Segment Open
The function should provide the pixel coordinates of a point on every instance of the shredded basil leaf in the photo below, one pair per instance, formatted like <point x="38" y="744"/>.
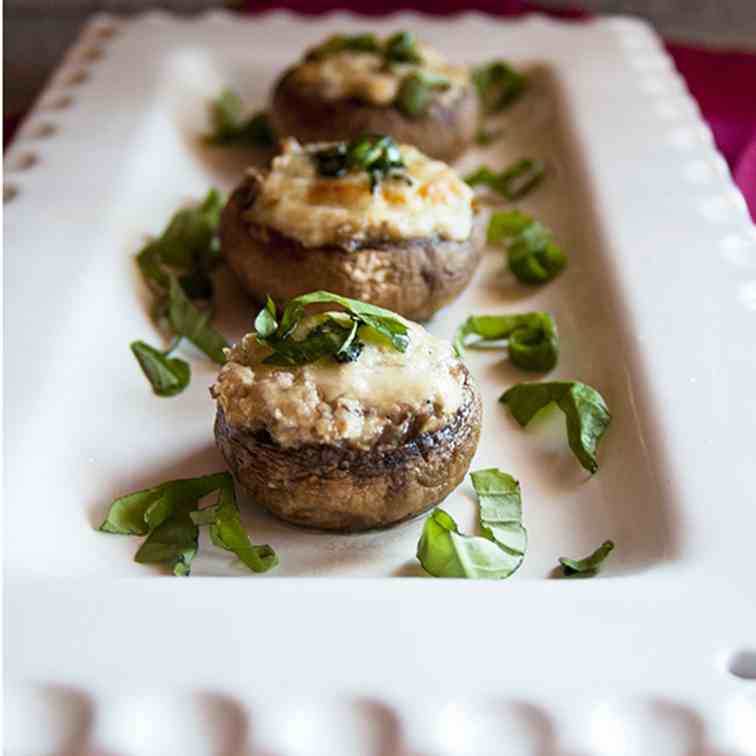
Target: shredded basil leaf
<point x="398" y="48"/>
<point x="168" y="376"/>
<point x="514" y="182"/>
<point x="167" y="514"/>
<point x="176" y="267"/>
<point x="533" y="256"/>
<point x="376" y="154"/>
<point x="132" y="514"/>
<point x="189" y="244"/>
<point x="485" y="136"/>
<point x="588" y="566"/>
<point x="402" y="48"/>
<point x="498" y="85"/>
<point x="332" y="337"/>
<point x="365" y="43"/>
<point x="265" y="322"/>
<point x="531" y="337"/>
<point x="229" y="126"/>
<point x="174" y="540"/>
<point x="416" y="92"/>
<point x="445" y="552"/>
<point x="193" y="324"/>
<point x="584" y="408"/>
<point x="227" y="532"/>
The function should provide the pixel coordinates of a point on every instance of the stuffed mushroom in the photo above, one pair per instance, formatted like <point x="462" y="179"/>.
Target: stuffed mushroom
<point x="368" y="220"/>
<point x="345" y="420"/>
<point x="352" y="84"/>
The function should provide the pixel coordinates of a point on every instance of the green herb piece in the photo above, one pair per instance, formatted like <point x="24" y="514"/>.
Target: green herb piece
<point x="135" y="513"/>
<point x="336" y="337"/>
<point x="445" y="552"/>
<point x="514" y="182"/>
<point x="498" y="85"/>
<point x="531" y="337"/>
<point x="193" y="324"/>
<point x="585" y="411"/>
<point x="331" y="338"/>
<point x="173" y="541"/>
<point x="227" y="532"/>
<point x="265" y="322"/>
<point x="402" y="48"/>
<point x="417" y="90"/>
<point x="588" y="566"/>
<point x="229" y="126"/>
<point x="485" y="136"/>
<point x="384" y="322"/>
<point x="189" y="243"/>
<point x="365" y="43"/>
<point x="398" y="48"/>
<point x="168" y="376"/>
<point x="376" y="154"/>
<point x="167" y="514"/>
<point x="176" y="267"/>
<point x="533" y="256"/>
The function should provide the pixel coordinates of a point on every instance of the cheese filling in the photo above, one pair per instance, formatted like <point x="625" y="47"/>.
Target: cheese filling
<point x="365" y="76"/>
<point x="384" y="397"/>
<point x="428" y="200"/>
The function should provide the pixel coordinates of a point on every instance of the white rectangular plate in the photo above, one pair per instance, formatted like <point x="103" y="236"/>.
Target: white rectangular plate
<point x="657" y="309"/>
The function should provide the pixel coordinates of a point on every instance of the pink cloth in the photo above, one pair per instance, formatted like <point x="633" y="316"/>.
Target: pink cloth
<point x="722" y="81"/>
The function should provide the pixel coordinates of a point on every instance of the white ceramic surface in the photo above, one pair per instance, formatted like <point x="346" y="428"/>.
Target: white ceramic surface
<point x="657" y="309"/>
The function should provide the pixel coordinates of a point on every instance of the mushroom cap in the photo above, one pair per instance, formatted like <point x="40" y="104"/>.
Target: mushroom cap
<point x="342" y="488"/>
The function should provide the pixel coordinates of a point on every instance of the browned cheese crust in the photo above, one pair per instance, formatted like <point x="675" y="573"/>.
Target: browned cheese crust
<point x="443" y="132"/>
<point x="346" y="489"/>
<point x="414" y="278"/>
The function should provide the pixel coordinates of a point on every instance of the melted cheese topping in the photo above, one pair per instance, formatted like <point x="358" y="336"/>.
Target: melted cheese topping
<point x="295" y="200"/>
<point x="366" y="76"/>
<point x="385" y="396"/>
Segment Closed
Segment Open
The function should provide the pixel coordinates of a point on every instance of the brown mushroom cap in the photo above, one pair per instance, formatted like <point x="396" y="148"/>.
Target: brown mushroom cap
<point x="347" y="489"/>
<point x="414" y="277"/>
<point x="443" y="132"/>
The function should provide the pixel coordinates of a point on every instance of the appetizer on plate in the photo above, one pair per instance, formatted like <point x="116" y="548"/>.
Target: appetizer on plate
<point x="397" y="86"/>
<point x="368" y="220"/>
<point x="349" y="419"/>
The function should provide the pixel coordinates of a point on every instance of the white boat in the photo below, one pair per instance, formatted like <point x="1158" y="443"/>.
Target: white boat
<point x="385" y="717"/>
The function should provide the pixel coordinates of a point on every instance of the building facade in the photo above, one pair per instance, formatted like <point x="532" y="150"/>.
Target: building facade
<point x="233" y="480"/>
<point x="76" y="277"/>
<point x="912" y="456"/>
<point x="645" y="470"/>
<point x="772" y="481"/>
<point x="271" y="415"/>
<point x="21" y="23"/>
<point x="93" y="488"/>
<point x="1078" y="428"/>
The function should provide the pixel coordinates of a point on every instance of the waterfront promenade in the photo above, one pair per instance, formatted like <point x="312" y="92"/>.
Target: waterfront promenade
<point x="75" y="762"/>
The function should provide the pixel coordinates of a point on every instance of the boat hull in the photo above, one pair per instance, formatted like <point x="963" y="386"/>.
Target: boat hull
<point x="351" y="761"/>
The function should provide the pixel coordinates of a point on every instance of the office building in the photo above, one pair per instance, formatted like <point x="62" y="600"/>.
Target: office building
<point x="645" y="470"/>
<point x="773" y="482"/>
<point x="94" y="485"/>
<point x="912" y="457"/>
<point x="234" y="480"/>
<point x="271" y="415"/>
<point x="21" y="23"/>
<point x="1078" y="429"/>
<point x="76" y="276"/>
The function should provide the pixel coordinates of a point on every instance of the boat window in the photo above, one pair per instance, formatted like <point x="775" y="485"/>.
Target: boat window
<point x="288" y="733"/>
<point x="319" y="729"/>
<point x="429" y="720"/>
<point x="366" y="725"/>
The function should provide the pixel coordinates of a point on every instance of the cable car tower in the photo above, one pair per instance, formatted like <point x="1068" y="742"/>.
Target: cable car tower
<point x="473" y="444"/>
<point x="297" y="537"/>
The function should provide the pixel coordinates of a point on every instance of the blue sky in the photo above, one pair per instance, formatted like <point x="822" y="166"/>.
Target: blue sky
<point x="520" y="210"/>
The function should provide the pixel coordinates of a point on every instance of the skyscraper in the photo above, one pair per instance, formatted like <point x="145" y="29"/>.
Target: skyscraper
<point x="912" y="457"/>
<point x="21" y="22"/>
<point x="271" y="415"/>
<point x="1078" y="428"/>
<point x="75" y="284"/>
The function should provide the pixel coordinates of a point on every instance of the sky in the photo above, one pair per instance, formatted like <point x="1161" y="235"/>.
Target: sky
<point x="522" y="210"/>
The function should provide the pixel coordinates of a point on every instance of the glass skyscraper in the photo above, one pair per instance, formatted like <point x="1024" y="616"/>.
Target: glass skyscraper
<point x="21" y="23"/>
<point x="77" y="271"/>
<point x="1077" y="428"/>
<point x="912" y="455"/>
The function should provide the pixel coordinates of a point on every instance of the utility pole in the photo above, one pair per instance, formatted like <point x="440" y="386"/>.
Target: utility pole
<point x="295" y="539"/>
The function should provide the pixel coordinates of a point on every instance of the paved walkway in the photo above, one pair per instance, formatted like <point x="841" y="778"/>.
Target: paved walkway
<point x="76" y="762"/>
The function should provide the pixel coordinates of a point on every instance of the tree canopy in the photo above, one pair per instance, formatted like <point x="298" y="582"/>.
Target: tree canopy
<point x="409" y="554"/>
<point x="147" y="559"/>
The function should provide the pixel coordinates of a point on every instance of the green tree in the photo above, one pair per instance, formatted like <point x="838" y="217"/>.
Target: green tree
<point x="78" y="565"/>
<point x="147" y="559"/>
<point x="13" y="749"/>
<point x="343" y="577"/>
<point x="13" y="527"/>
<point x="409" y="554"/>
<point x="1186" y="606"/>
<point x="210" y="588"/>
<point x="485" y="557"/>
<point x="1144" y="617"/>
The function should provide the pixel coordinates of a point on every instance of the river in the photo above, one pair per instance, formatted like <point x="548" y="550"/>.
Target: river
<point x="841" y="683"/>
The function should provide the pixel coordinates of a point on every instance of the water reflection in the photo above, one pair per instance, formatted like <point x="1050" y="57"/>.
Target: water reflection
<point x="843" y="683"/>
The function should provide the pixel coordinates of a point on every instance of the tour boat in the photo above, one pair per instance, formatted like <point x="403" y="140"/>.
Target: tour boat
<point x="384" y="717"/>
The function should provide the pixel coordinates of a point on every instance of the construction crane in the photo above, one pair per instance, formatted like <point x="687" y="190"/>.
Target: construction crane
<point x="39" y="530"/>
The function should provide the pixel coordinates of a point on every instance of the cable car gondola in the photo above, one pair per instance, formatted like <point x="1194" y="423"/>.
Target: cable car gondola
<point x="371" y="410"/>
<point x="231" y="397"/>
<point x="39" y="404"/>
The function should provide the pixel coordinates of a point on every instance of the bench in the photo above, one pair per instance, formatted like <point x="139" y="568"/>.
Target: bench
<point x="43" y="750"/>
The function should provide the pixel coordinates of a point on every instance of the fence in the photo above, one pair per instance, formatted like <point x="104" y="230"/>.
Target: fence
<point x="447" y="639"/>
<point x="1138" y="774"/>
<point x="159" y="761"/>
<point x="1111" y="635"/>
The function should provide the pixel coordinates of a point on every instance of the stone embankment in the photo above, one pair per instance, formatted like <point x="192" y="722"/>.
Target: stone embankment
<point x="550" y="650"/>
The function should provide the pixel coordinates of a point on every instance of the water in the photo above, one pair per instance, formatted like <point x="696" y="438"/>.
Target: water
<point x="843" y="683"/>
Segment Closed
* _Directions_: List every line in the records above that contains the word "below".

* _Response box_:
The function should provide the pixel coordinates of a point on every instance of the shredded basil leaf in the photo below, one pair per instance, formatted like <point x="38" y="744"/>.
The function should provide the pixel coordinates of a point on every instance of the white boat in the photo below, one pair per instance, formatted like <point x="1158" y="443"/>.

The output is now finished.